BEGIN SUPPLIED ENTRIES

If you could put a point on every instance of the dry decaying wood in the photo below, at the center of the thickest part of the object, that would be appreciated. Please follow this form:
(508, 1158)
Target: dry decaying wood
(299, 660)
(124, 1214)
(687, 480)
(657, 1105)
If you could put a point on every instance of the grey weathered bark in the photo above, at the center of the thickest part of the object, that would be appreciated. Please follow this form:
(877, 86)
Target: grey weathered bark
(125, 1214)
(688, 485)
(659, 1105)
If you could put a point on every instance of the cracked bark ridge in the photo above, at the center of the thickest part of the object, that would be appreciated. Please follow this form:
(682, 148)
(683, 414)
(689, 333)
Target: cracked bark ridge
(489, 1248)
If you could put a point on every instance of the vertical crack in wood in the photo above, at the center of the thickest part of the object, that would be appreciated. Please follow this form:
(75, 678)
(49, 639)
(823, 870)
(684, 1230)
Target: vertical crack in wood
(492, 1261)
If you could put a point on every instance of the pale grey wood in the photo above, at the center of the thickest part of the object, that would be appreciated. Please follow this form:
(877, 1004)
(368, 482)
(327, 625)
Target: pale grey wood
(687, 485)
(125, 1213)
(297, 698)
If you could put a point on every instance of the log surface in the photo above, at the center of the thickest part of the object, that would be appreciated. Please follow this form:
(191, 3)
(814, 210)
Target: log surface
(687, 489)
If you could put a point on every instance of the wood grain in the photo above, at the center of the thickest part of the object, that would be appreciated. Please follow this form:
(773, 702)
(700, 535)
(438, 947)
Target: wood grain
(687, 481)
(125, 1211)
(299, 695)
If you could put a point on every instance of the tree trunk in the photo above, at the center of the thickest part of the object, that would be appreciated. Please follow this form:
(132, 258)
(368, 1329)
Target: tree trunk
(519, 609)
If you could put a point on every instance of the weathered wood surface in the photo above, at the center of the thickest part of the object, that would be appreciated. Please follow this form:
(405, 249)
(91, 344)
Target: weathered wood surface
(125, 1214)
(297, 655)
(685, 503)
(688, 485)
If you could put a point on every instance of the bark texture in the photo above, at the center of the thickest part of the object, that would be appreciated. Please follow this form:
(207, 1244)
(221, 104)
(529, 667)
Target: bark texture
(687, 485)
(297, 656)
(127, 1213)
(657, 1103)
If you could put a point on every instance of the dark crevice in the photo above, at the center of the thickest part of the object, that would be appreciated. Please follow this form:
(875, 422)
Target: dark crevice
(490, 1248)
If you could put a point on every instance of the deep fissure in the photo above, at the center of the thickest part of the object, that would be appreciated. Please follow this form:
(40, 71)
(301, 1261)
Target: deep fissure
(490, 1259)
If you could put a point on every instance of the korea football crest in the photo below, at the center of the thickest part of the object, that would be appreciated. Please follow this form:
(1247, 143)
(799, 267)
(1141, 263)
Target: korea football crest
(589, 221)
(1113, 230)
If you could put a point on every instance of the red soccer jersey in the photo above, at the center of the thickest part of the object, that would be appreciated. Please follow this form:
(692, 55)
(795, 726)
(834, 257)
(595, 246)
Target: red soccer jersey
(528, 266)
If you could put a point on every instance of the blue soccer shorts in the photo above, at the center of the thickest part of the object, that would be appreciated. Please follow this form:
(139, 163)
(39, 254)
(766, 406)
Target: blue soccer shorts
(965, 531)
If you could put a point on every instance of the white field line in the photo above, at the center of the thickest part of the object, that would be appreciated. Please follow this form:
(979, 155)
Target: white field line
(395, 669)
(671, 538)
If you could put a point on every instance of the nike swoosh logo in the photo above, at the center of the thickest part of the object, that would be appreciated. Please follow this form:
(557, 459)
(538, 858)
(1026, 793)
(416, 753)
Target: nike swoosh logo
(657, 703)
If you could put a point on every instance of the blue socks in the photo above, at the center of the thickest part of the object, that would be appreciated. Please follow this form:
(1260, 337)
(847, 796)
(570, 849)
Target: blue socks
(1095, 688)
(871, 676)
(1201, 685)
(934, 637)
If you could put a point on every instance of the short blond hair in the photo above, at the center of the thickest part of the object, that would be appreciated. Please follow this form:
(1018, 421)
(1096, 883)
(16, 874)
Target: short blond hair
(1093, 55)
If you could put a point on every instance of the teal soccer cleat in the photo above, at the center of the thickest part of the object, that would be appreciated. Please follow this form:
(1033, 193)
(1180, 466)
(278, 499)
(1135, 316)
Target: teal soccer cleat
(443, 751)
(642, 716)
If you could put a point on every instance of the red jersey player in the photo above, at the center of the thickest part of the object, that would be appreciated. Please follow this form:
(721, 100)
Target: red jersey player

END SUPPLIED ENTRIES

All of the material, start to finish, should be retyped exactly.

RESULT:
If you could put a point on every instance of the dry decaying wood in the photo below, at the center of the thickest part of the object, that would be appreciated. Please follow this form:
(508, 1158)
Target: dry decaying wood
(299, 660)
(124, 1214)
(687, 480)
(657, 1105)
If you could put a point on every instance of the grey weathered bark in the photo above, at the center of the thickest part of the object, that would be appreciated. Please follow this form:
(877, 86)
Target: grey weathered bark
(125, 1214)
(688, 485)
(659, 1105)
If you could put a point on every instance of the cracked bark ridge in the photo above, at the center of the thickest part of the object, that would be appreciated. Please follow this form:
(682, 148)
(683, 414)
(689, 333)
Target: cracked bark ridge
(489, 1248)
If you could put a point on every instance of the vertical crack in wood in the photo above, at the center of the thickest part of the object, that would be appreciated. Please follow this form:
(75, 678)
(49, 639)
(823, 870)
(684, 1230)
Target: vertical crack in wood
(492, 1261)
If you could put a point on every instance of the pale grey wood in the photo above, at the center of the thickest part of the object, that would be appreciated. Please follow this form:
(877, 1004)
(368, 482)
(327, 625)
Target: pale grey wood
(687, 485)
(125, 1213)
(297, 698)
If you could put a point on every instance of the log surface in the photo above, at the center of the thickest part of the object, that would be appreciated. Please follow this form:
(191, 3)
(814, 210)
Target: log surface
(687, 489)
If you could put a point on every instance of the wood grain in the photo above, at the center of the thickest part of the object, that would be appreciated. Please follow this form:
(773, 702)
(700, 535)
(438, 947)
Target: wood grain
(687, 481)
(125, 1211)
(299, 695)
If you could put a point on every instance of the tree trunk in the photo above, at the center of the thickest part of the object, that would be appreciated. Please follow this form:
(132, 258)
(368, 1329)
Target: tree trunk
(519, 609)
If you could put a point on every instance of the weathered wood surface in the photo above, at the center of the thickest part of the object, that would be appreciated. Please follow this form:
(405, 249)
(91, 344)
Target: weathered wood surface
(125, 1214)
(297, 655)
(685, 503)
(688, 485)
If you could put a point on every instance of the bark texture in the photo above, at the center of the thickest part of the object, that would be appreciated. Please follow this form:
(207, 1244)
(221, 104)
(529, 667)
Target: bark texture
(687, 485)
(297, 656)
(127, 1213)
(657, 1103)
If you could put a point on every instance of the dark crevice in the photo above, at the center of the thickest part of the object, that would be appreciated. Please follow this form:
(875, 422)
Target: dark crevice
(490, 1248)
If you could put a point on every instance of the deep fissure in the photo above, at the center of the thickest part of the object, that would be appreciated. Please follow this form:
(40, 71)
(301, 1261)
Target: deep fissure
(490, 1259)
If you could put a point on every instance of the korea football crest in the photo below, at the center of the thickest part of the object, that would be appreciated. Please follow this form:
(1247, 143)
(799, 267)
(1141, 263)
Target: korea football crest
(589, 221)
(1113, 230)
If you could put a point on every instance of the red soccer jersey in the photo above, at the center of the thickest part of the object, that would be appreciated. Please follow this form:
(692, 55)
(795, 726)
(834, 257)
(595, 246)
Target: red soccer jersey
(528, 266)
If you could put a point on every instance of the blue soccer shorts in the photo above, at the center of the thickest part of the object, that would be appreciated. Please follow this form:
(139, 163)
(39, 254)
(766, 406)
Target: blue soccer shorts
(965, 531)
If you could put a point on every instance of the white field line in the photo above, at the center of the thickest part of the object, that would be appreciated. Please follow this form:
(979, 155)
Target: white field line
(395, 669)
(671, 538)
If you could put a point on every instance of the nike swoosh logo in the photo above, at the center of the thickest part of the object, that would be appreciated. Please follow this form:
(557, 459)
(538, 858)
(1026, 793)
(416, 753)
Target: nike swoosh logo
(657, 703)
If you could put a point on every instance of the blue socks in the photo above, at the center of the thickest part of the object, that would be appreciated. Please follow this form:
(1260, 337)
(847, 796)
(570, 849)
Target: blue socks
(1095, 688)
(871, 676)
(1201, 685)
(934, 637)
If you could put a point on every instance of the short blond hair in the photo above, at the center of the thickest part of the object, that would be appreciated. Please follow this form:
(1018, 421)
(1096, 883)
(16, 874)
Target: short blond hair
(1093, 55)
If you could put a point on every instance of the teal soccer cleat in the photo above, at the center of the thickest part of the object, that would be appreciated. Please follow this form:
(1033, 193)
(1180, 466)
(278, 499)
(1135, 316)
Target: teal soccer cleat
(443, 751)
(642, 716)
If you could put a point on every instance of the red jersey player in the photo above, at the center of the thickest part of the object, that would be appreciated. Please follow this form:
(721, 100)
Target: red jersey player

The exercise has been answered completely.